Brief 1: In the post about the Jardin des Plantes, what did the garden's zoo serve as during the Siege of Paris?
Brief 2: In the post about the Jardin des Plantes, rewrite the paragraph beginning "Cuvier [he has the fountain" as a short list that keeps its main facts.
Brief 3: Quote the post about the Jardin des Plantes word for word from "Being very busy" to "and walked on.".

Source text:
»»

Last week we walked through the Jardin des Plantes
in Paris, one of the most important botanical gardens in France, but also a nice park full of statues and museums. Back before Liberté, Égalité, Fraternité and all that, it provided therapeutic herbs for the royal household. Later, during the Siege of Paris, the garden's zoo served as a last-ditch food source
for the rebels.
The park is pleasant enough, but as Left Bank green areas go, it suffers by comparison to the less functional but more congenial Luxembourg Gardens, over on the other side of the Sorbonne. It is also decorates a slightly less-impressive neighborhood. Luxembourg Gardens is just down the street from the Panthéon, and bumps shoulders withe the Odéon-Théâtre de l'Europe. By contrast, Jardin des Plantes is just down the street from a big mosque, or, if you prefer, Pierre and Marie Curie University
. In any other city Jardine des Plantes would be a crown jewel, but in Paris...well, it's a different league.
A league where this is not first place
During our ramble I paused at the statue of Lamarck
, vaguely recalling some negative commentary about him in that fine book on evolution, Apes, Angels, and Victorians
. On the pedestal there is an inscription, which seems to credit the great man with discovering evolution. Ah, French science...it never changes. I recalled this passage, which describes Huxley's demolition of the Academy as Darwin's work struggled to gain acceptance:
In 1864 two eminent scientists sharply criticized the Origin. One was R. A. Kolliker, famous for the clarity of his expositions in microscopies; and the other was M. J. P. Flourens, who, though he had done distinguished work in nerve physiology, rejoiced rather too much in being Perpetual Secretary of the French Academy of Sciences.
Being very busy at the time, Huxley disposed of both men in a single review, crushing Kolliker beneath the weight of his own clear, precise misapprehensions of Darwin, and grinding Flourens between the two millstones of his fatuity and his academic position:
"But the Perpetual Secretary of the French Academy of Sciences deals with Mr. Darwin as the first Napoleon would have treated an 'ideologue'; and while displaying a painful weakness of logic and shallowness of information, assumes a tone of authority, which always touches upon the ludicrous, and sometimes passes the limits of good breeding."
And then after a devastating illustration: "Being devoid of the blessings of an Academy in England, we are unaccustomed to see our ablest men treated in this fashion, even by a 'Perpetual Secretary.'"
I had a good chuckle and walked on.
But later I felt a pang of conscience. What about Lamarck? Was there anything to that inscription? As my family dozed, I re-perused Apes, Angels, and Victorians
Cuvier [he has the fountain at the entrance to the park] was all that a scientist should be; Lamarck, all that he should not be. Lamarck's chemistry was an anachronism, his physiology a museum piece, and his general theory, except for a few inspired ideas, something between poetry and prophecy. Cuvier's chemistry was strictly up to date; his paleontology was at once his own creation and a valid science; his general theory, melodramatic as it seems, was a cautious modification of Aristotle in the light of new facts from the strata of the Seine basin and the Alps. Incidentally, it permitted a vague but comforting compromise with Moses. Cuvier had developed an old-fashioned idea in a modern and skeptical spirit; Lamarck had developed a modern idea in a credulous and old-fashioned spirit.

««

Data below:
»»

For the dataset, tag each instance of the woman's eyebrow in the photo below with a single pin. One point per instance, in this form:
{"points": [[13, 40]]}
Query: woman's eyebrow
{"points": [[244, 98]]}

««

Answer section 1: A last-ditch food source for the rebels.

Answer section 2:
- Cuvier, who has the fountain at the park entrance, was all a scientist should be. Lamarck was all a scientist should not be.
- Lamarck's chemistry was out of date and his physiology a museum piece. Apart from a few inspired ideas, his general theory fell somewhere between poetry and prophecy.
- Cuvier's chemistry was fully up to date, and his paleontology was both his own creation and a valid science.
- Cuvier's general theory cautiously modified Aristotle in light of new facts from the strata of the Seine basin and the Alps. It also allowed a vague compromise with Moses.
- Cuvier developed an old idea in a modern, skeptical spirit. Lamarck developed a modern idea in a credulous, old-fashioned spirit.

Answer section 3:
Being very busy at the time, Huxley disposed of both men in a single review, crushing Kolliker beneath the weight of his own clear, precise misapprehensions of Darwin, and grinding Flourens between the two millstones of his fatuity and his academic position:
"But the Perpetual Secretary of the French Academy of Sciences deals with Mr. Darwin as the first Napoleon would have treated an 'ideologue'; and while displaying a painful weakness of logic and shallowness of information, assumes a tone of authority, which always touches upon the ludicrous, and sometimes passes the limits of good breeding."
And then after a devastating illustration: "Being devoid of the blessings of an Academy in England, we are unaccustomed to see our ablest men treated in this fashion, even by a 'Perpetual Secretary.'"
I had a good chuckle and walked on.